Provided text:
Meet the NSP Safety Team
The NSP Safety Team strives to be the ski industry leader on mountain safety education and awareness for guests and employees. The team will accomplish this by aligning and collaborating with other like-minded organizations and leveraging communications materials and events to promote the safe enjoyment of snow sports. They will represent all members of the NSP with the highest level of patroller skills and a commitment to creativity and integrity.
As an NSP marketing asset, the team will help NSP reach one of the core strategic NSP objectives: increase NSP brand awareness and depth of meaning among NSP key constituencies. Through marketing activation and engagement, the NSP Safety Team also helps with outreach and recruitment and reinforces the NSP brand.
Safety Team member responsibilities include promoting safety for patrollers, resort employees, and the public; creating national safety pieces in print and digital formats that are distributed through NSP, the National Ski Areas Association, local areas, and social media platforms; representing division interests to national committees; distribution of safety items; and the promotion of Safety Month.

Data provided:

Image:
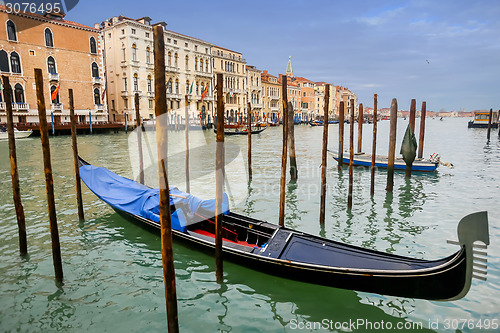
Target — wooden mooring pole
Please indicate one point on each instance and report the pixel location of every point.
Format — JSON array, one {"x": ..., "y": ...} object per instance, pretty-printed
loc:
[
  {"x": 284, "y": 151},
  {"x": 78, "y": 183},
  {"x": 392, "y": 145},
  {"x": 341, "y": 136},
  {"x": 186, "y": 138},
  {"x": 351, "y": 156},
  {"x": 249, "y": 130},
  {"x": 16, "y": 191},
  {"x": 413, "y": 112},
  {"x": 164, "y": 192},
  {"x": 49, "y": 182},
  {"x": 291, "y": 143},
  {"x": 323, "y": 157},
  {"x": 139, "y": 138},
  {"x": 489, "y": 124},
  {"x": 374, "y": 145},
  {"x": 219, "y": 179},
  {"x": 360, "y": 128},
  {"x": 423, "y": 112}
]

Work to do:
1 > Answer these questions on the NSP Safety Team page, one line each:
(a) What does the team strive to be?
(b) Which core strategic NSP objective will the team help reach?
(c) Through what channels are the national safety pieces distributed?
2 > Put each line of the listing above into a JSON list of strings, one string per line, skipping blank lines. Leave the pictures out.

Answers by task:
1 >
(a) The ski industry leader on mountain safety education and awareness for guests and employees.
(b) To increase NSP brand awareness and depth of meaning among NSP key constituencies.
(c) Through NSP, the National Ski Areas Association, local areas, and social media platforms.

2 >
[
  "Image:",
  "Target — wooden mooring pole",
  "Please indicate one point on each instance and report the pixel location of every point.",
  "Format — JSON array, one {\"x\": ..., \"y\": ...} object per instance, pretty-printed",
  "loc:",
  "[",
  "  {\"x\": 284, \"y\": 151},",
  "  {\"x\": 78, \"y\": 183},",
  "  {\"x\": 392, \"y\": 145},",
  "  {\"x\": 341, \"y\": 136},",
  "  {\"x\": 186, \"y\": 138},",
  "  {\"x\": 351, \"y\": 156},",
  "  {\"x\": 249, \"y\": 130},",
  "  {\"x\": 16, \"y\": 191},",
  "  {\"x\": 413, \"y\": 112},",
  "  {\"x\": 164, \"y\": 192},",
  "  {\"x\": 49, \"y\": 182},",
  "  {\"x\": 291, \"y\": 143},",
  "  {\"x\": 323, \"y\": 157},",
  "  {\"x\": 139, \"y\": 138},",
  "  {\"x\": 489, \"y\": 124},",
  "  {\"x\": 374, \"y\": 145},",
  "  {\"x\": 219, \"y\": 179},",
  "  {\"x\": 360, \"y\": 128},",
  "  {\"x\": 423, \"y\": 112}",
  "]"
]